ACTIVITY →
All of the data goes into your copy exactly as written. Images do not.

= Beginning of Section =

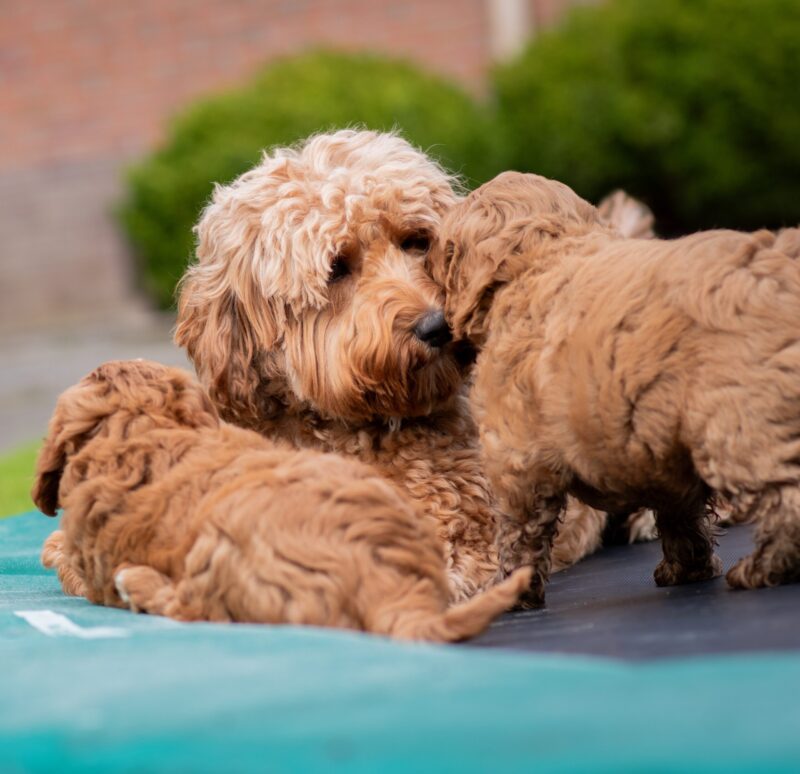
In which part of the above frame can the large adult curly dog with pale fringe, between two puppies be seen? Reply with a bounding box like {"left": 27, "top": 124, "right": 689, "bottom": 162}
{"left": 176, "top": 130, "right": 620, "bottom": 600}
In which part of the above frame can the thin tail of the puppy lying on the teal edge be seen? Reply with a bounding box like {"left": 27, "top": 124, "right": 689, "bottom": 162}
{"left": 389, "top": 567, "right": 531, "bottom": 642}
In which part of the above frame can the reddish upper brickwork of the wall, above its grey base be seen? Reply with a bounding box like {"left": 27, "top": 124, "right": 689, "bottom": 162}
{"left": 0, "top": 0, "right": 494, "bottom": 169}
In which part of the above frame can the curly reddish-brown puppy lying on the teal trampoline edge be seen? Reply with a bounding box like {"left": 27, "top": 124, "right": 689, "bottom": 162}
{"left": 33, "top": 361, "right": 530, "bottom": 641}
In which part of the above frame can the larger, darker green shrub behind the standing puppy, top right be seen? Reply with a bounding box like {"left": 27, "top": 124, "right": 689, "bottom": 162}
{"left": 494, "top": 0, "right": 800, "bottom": 232}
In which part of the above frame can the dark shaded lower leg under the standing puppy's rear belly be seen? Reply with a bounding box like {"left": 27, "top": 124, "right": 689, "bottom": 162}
{"left": 654, "top": 485, "right": 722, "bottom": 586}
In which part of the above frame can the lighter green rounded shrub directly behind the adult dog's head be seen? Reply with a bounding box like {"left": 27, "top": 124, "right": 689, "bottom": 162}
{"left": 121, "top": 52, "right": 497, "bottom": 306}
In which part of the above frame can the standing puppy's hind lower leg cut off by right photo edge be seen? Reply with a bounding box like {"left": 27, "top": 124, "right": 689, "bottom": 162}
{"left": 726, "top": 486, "right": 800, "bottom": 589}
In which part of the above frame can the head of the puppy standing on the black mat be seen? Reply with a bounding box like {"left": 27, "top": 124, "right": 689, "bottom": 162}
{"left": 428, "top": 172, "right": 601, "bottom": 347}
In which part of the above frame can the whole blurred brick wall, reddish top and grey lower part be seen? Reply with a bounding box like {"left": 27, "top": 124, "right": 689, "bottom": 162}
{"left": 0, "top": 0, "right": 592, "bottom": 328}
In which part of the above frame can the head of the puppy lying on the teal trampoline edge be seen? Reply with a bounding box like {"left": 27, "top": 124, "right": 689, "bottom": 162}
{"left": 31, "top": 360, "right": 219, "bottom": 516}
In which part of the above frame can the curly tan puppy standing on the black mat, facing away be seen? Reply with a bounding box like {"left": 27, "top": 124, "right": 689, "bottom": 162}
{"left": 431, "top": 173, "right": 800, "bottom": 603}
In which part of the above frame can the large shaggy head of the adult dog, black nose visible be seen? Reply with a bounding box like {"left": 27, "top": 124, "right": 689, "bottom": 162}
{"left": 176, "top": 130, "right": 462, "bottom": 425}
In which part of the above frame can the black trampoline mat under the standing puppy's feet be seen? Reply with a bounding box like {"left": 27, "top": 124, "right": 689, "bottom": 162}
{"left": 466, "top": 526, "right": 800, "bottom": 660}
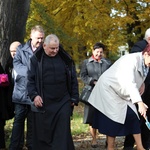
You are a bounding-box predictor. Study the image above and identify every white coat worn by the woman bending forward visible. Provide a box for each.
[89,52,145,124]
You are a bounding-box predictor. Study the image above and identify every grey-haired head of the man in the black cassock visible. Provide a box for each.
[43,34,59,57]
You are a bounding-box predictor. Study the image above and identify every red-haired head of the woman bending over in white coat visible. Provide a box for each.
[142,44,150,67]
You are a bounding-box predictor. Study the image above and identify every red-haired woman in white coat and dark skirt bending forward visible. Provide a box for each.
[89,45,150,150]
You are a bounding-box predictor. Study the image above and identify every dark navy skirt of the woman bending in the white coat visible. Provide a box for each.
[92,106,141,137]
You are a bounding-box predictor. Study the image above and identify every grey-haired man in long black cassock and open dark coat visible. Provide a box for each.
[28,34,79,150]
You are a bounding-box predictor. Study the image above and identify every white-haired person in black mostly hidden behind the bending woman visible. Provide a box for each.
[124,28,150,150]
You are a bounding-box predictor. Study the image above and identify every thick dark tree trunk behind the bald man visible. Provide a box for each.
[0,0,30,68]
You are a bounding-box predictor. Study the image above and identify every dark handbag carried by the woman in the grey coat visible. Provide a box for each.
[79,85,93,105]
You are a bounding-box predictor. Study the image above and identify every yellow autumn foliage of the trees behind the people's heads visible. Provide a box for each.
[27,0,150,63]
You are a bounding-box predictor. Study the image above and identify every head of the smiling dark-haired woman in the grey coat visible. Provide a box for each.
[92,42,105,60]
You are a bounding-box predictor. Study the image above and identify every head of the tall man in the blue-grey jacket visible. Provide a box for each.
[30,25,44,48]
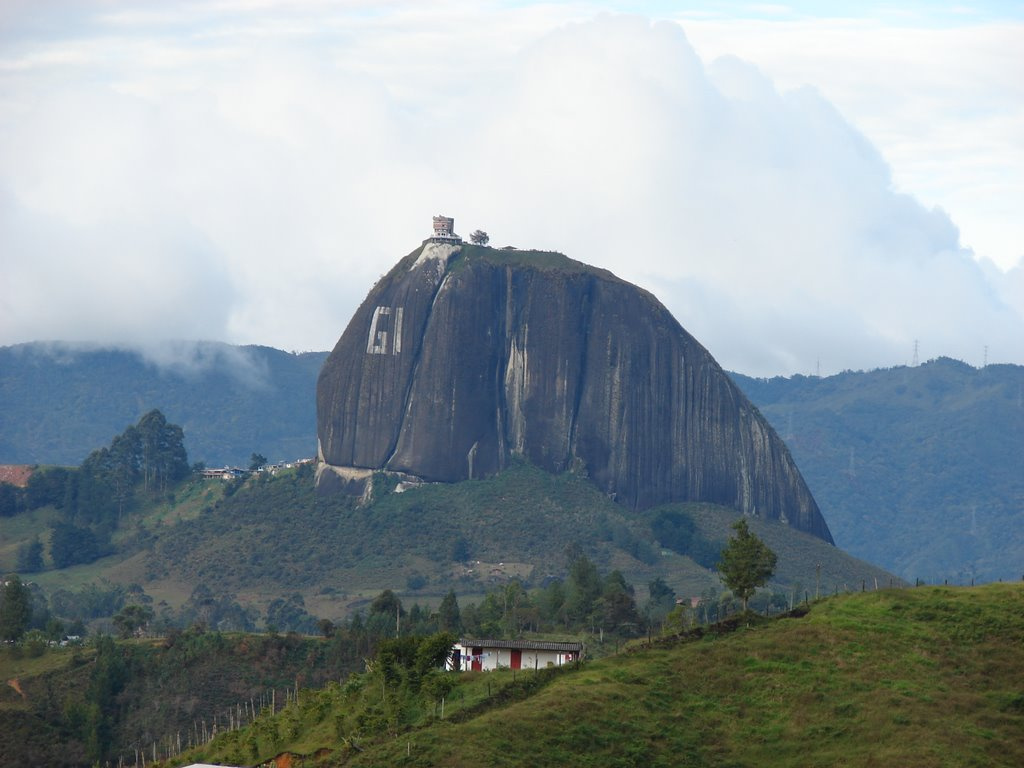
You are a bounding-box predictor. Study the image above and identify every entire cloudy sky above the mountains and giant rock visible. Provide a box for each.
[0,0,1024,376]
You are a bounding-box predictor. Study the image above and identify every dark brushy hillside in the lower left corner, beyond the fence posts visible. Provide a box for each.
[0,630,366,766]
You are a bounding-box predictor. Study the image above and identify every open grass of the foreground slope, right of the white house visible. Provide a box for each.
[362,585,1024,766]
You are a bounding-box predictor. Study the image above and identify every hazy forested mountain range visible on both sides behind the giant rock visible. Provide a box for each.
[0,344,1024,584]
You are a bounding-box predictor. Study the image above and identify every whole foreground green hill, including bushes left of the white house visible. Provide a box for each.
[171,584,1024,768]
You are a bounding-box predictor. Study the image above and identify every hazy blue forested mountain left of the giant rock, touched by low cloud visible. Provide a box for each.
[0,342,327,467]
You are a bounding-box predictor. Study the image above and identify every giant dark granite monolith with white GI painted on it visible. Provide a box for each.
[316,242,833,543]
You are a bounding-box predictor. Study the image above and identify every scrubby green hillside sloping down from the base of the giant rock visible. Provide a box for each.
[0,454,892,631]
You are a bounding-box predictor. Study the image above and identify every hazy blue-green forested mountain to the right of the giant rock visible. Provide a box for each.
[735,358,1024,584]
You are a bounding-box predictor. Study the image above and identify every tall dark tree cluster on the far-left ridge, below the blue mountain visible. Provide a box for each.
[0,410,189,573]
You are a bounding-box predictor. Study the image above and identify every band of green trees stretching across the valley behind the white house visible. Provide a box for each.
[0,551,782,657]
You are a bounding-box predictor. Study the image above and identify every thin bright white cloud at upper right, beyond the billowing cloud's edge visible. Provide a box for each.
[680,15,1024,269]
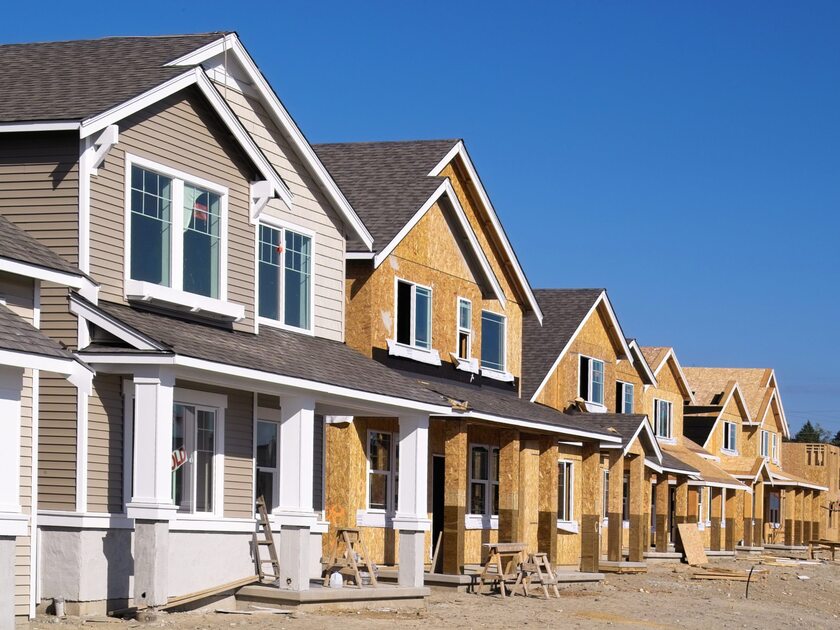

= End of Section =

ANSWER FOR THE TASK →
In which part of the above frame can the large adult curly dog with pale fringe, between two puppies be seen? Reply with a bounding box like {"left": 27, "top": 124, "right": 689, "bottom": 162}
{"left": 176, "top": 130, "right": 620, "bottom": 600}
In which part of the above frame can the thin tail of the puppy lying on the teal edge be seen? Reply with a bounding box like {"left": 27, "top": 124, "right": 689, "bottom": 162}
{"left": 389, "top": 567, "right": 531, "bottom": 642}
In which part of the above frame can the reddish upper brickwork of the wall, above its grey base be seen? Reply with a bounding box like {"left": 27, "top": 124, "right": 689, "bottom": 162}
{"left": 0, "top": 0, "right": 494, "bottom": 169}
In which part of the above frame can the curly reddish-brown puppy lying on the teal trampoline edge be seen? Reply with a bounding box like {"left": 27, "top": 124, "right": 689, "bottom": 162}
{"left": 33, "top": 361, "right": 530, "bottom": 641}
In which part of the above frame can the larger, darker green shrub behind the standing puppy, top right be seen? Reply with a bounding box like {"left": 27, "top": 124, "right": 689, "bottom": 162}
{"left": 494, "top": 0, "right": 800, "bottom": 232}
In which part of the above frame can the dark shaded lower leg under the standing puppy's rear belly be seen? Reply with a bounding box like {"left": 27, "top": 124, "right": 689, "bottom": 162}
{"left": 654, "top": 485, "right": 722, "bottom": 586}
In which part of the above frame can the lighter green rounded shrub directly behind the adult dog's head be seen? Reply with a bounding box like {"left": 27, "top": 124, "right": 689, "bottom": 162}
{"left": 121, "top": 52, "right": 497, "bottom": 306}
In which part of the above frame can the standing puppy's hind lower leg cut off by right photo edge be seen? Reply with a bounding box like {"left": 27, "top": 124, "right": 689, "bottom": 162}
{"left": 726, "top": 486, "right": 800, "bottom": 589}
In which part of the above frame can the head of the puppy standing on the black mat be seen? Reply with a bounding box like {"left": 27, "top": 124, "right": 689, "bottom": 162}
{"left": 428, "top": 172, "right": 601, "bottom": 347}
In which part of the above frame can the whole blurred brick wall, reddish top and grey lower part be seen? Reply with a bounding box like {"left": 27, "top": 124, "right": 689, "bottom": 162}
{"left": 0, "top": 0, "right": 592, "bottom": 328}
In which part of the above frame can the head of the puppy lying on the teal trampoline edge be seen? Reply with a bounding box like {"left": 27, "top": 124, "right": 689, "bottom": 162}
{"left": 31, "top": 360, "right": 219, "bottom": 516}
In which part of the above frame can the curly tan puppy standing on the black mat, facing away be seen? Reply with a bounding box like {"left": 27, "top": 124, "right": 689, "bottom": 162}
{"left": 431, "top": 173, "right": 800, "bottom": 603}
In which part of the above frame can the large shaggy head of the adult dog, black nose visible be seen? Reply with a bounding box like {"left": 27, "top": 124, "right": 689, "bottom": 162}
{"left": 176, "top": 130, "right": 462, "bottom": 425}
In which part of the above frame can the black trampoline mat under the standing puppy's feet be seen? Reply with a bounding box like {"left": 27, "top": 124, "right": 689, "bottom": 162}
{"left": 466, "top": 526, "right": 800, "bottom": 660}
You are a bounding-box predictor. Study the image above and identify every white coat worn by the woman bending forward visible. Provide a box for each.
[89,52,145,124]
You are a bounding-box predictor. Study the image above and identify every grey-haired head of the man in the black cassock visible. Provide a box for each.
[43,34,59,57]
You are a bounding-box predictor. Study the image above and identify every red-haired head of the woman bending over in white coat visible. Provide a box for each.
[142,44,150,67]
You are a bounding-box predictor. Study the image above and identify every red-haired woman in white coat and dark skirt bending forward visible. Provide a box for each.
[89,45,150,150]
You are a bounding-box predictor. Study the image above and identify every dark navy skirt of the woman bending in the white coat visible. Provide a box for each.
[92,106,141,137]
You are a bounding-box predictor. Study the image above and identify every grey-haired man in long black cassock and open dark coat visible. Provide a box for each.
[28,34,79,150]
You are a bounding-box predictor. Study the image above and identify every white-haired person in black mostly hidden behind the bending woman visible. Provide a box for each.
[124,28,150,150]
You are a bounding-box predictor. Study the image above and identify every thick dark tree trunk behind the bald man visible. Provide a box for each.
[0,0,30,68]
You are a bounding-box predictor. Study the image above and identify every dark handbag carried by the woman in the grey coat visible. Provide a box for each.
[79,85,93,105]
You are a bounding-box predictor. Study the image above and identify every yellow autumn foliage of the trees behind the people's heads visible. Provide a box for each.
[27,0,150,63]
You are a bounding-box predictor. Study the image above and identify every head of the smiling dark-haired woman in the grey coat visible. Provide a box for each.
[92,42,105,60]
You are a bounding-box predictor. Study the image above and identify every head of the tall man in the blue-grey jacket visible. Provide a box for each.
[30,25,44,48]
You are a bounding-box predictor. Study the image above and identify every entire cloudy sky above the mountains and giant rock visible. Provide a box for each.
[0,0,1024,376]
You are a bounding-box predictor. Study the image above and identify every dark brushy hillside in the lower left corner, beyond the fence posts visible. Provide a box for each.
[0,630,366,766]
You are a bounding-box predictor. Study the image above and identify every open grass of the foreground slope, right of the white house visible. Provide a box for each.
[362,585,1024,766]
You are a bounding-box predictor. Study the image above and identify every hazy forested mountain range visible on both sides behind the giant rock visible. Provide a box for each.
[0,344,1024,584]
You are a bounding-box predictor. Study the image above and identify every whole foreground green hill, including bushes left of the white house visible. Provide a box for each.
[171,584,1024,768]
You are a bounding-box predictor. Study the image above and identify every hazy blue forested mountain left of the giant rock, touched by low cloud visible. Provide a box for each.
[0,342,327,467]
You are a bounding-box predictor. Study the image above and identify every giant dark granite monolith with white GI painted on it visible. Provide a box for each.
[316,242,833,543]
You are a bounding-box predictor. Study the image above and identify every scrubby green hillside sloping down from the base of the giant rock visible. Provide a box for each.
[0,454,892,631]
You are a bounding-box predictor. Study the image above and identify every hazy blue-green forested mountain to the right of the giant rock visible. Provide a box for each.
[735,358,1024,584]
You are a bounding-box predictor. Study the image above and identify every tall dark tree cluster on the far-left ridge, below the blue mountain visible. Provide a box for each.
[0,410,189,573]
You are a bounding-box predictor. Study the image above and identify every band of green trees stretching across the valley behind the white house visible. Provide a box for each.
[0,551,782,657]
You are a bounding-box predictor. Study the image above and identify every thin bright white cloud at upper right, beyond the billowing cloud's edge visible. Provide a box for each.
[680,15,1024,269]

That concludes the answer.